(Saved data entries)
--------------------------------------------------

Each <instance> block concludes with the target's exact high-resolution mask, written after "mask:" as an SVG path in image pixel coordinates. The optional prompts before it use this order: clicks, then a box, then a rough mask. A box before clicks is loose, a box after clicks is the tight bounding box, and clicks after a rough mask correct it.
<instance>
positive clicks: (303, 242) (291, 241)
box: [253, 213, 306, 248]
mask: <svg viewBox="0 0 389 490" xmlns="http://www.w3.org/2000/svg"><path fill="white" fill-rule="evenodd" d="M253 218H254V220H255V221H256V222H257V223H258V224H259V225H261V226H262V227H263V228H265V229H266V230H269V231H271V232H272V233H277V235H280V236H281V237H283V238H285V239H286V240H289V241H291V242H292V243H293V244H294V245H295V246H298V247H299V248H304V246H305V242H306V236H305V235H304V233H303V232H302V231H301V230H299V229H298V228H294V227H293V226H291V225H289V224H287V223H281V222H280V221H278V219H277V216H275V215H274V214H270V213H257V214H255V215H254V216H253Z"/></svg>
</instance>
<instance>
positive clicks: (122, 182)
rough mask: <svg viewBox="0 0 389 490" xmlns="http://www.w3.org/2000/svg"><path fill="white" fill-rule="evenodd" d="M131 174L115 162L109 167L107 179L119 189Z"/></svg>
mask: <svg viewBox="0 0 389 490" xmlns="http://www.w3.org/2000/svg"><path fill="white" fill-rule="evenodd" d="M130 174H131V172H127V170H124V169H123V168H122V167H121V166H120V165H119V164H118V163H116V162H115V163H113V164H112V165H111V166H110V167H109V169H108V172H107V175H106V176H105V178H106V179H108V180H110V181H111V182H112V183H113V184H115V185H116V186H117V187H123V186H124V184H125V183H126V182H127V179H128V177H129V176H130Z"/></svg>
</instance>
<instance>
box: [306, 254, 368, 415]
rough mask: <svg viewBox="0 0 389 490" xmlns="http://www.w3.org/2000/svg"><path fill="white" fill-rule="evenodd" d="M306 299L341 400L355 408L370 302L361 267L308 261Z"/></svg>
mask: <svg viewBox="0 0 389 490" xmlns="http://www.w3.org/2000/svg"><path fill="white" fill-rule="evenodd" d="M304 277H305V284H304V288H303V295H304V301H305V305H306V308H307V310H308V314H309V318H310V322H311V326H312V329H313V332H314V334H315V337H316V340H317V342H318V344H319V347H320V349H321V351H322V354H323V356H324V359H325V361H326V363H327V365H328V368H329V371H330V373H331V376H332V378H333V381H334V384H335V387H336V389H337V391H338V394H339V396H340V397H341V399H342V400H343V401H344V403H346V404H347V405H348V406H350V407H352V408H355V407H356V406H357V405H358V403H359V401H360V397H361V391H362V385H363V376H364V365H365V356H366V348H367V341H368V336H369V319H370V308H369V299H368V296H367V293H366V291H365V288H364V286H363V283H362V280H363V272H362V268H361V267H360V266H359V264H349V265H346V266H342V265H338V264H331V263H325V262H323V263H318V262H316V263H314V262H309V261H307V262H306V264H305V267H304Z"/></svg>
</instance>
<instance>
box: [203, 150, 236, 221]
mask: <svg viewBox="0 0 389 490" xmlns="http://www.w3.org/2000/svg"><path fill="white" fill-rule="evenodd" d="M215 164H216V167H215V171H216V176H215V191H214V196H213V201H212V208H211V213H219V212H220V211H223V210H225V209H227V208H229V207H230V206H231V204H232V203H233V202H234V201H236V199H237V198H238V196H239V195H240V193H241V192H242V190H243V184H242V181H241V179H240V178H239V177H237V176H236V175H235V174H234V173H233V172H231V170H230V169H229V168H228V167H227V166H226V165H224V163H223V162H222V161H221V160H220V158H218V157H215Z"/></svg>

--------------------------------------------------

What you should do → The answer must consist of all the entries, copied exactly.

Output below →
Each <instance> block concludes with the target's exact high-resolution mask, written after "mask:" as an SVG path in image pixel coordinates. The optional prompts before it use this order: clicks, then a box, then a rough mask. A box before clicks is loose, a box after clicks is the tight bounding box, and clicks after a rough mask correct it.
<instance>
positive clicks: (303, 242) (291, 241)
box: [253, 213, 306, 248]
mask: <svg viewBox="0 0 389 490" xmlns="http://www.w3.org/2000/svg"><path fill="white" fill-rule="evenodd" d="M253 218H254V220H255V221H256V222H257V223H258V224H259V225H261V226H262V227H263V228H265V229H266V230H269V231H271V232H272V233H277V235H280V236H281V237H283V238H285V239H286V240H289V241H291V242H292V243H293V244H294V245H295V246H298V247H299V248H304V246H305V242H306V236H305V235H304V233H303V232H302V231H301V230H299V229H298V228H294V227H293V226H291V225H289V224H287V223H281V222H280V221H278V219H277V216H275V215H274V214H270V213H257V214H255V215H254V216H253Z"/></svg>
</instance>
<instance>
positive clicks: (122, 182)
rough mask: <svg viewBox="0 0 389 490" xmlns="http://www.w3.org/2000/svg"><path fill="white" fill-rule="evenodd" d="M131 174L115 162L109 167L107 179L119 189Z"/></svg>
mask: <svg viewBox="0 0 389 490" xmlns="http://www.w3.org/2000/svg"><path fill="white" fill-rule="evenodd" d="M130 174H131V172H127V170H124V169H123V168H122V167H121V166H120V165H119V164H118V163H116V162H115V163H113V164H112V165H111V166H110V167H109V169H108V172H107V175H106V176H105V178H106V179H108V180H110V181H111V182H112V183H113V184H115V185H116V186H117V187H123V186H124V184H125V183H126V182H127V179H128V177H129V176H130Z"/></svg>
</instance>
<instance>
box: [306, 254, 368, 415]
rough mask: <svg viewBox="0 0 389 490" xmlns="http://www.w3.org/2000/svg"><path fill="white" fill-rule="evenodd" d="M306 299L341 400L355 408L370 302L361 267L308 261Z"/></svg>
mask: <svg viewBox="0 0 389 490" xmlns="http://www.w3.org/2000/svg"><path fill="white" fill-rule="evenodd" d="M304 277H305V284H304V288H303V295H304V301H305V305H306V308H307V310H308V314H309V318H310V322H311V326H312V329H313V332H314V334H315V337H316V340H317V342H318V344H319V347H320V349H321V351H322V354H323V356H324V359H325V361H326V363H327V365H328V368H329V371H330V373H331V376H332V378H333V381H334V384H335V387H336V389H337V391H338V394H339V396H340V397H341V399H342V400H343V401H344V403H346V404H347V405H348V406H350V407H352V408H355V407H356V406H357V405H358V403H359V401H360V397H361V391H362V385H363V376H364V365H365V356H366V348H367V341H368V336H369V319H370V308H369V299H368V296H367V293H366V291H365V288H364V286H363V283H362V280H363V272H362V268H361V267H360V266H359V264H349V265H346V266H342V265H338V264H331V263H325V262H323V263H318V262H316V263H314V262H309V261H307V262H306V264H305V267H304Z"/></svg>
</instance>
<instance>
box: [203, 150, 236, 221]
mask: <svg viewBox="0 0 389 490" xmlns="http://www.w3.org/2000/svg"><path fill="white" fill-rule="evenodd" d="M215 164H216V167H215V171H216V176H215V191H214V196H213V201H212V208H211V213H219V212H220V211H223V210H225V209H227V208H229V207H230V206H231V204H232V203H233V202H234V201H236V199H237V198H238V196H239V195H240V193H241V192H242V190H243V184H242V181H241V179H240V178H239V177H237V176H236V175H235V174H234V173H233V172H231V170H230V169H229V168H228V167H227V166H226V165H224V163H223V162H222V161H221V160H220V158H218V157H215Z"/></svg>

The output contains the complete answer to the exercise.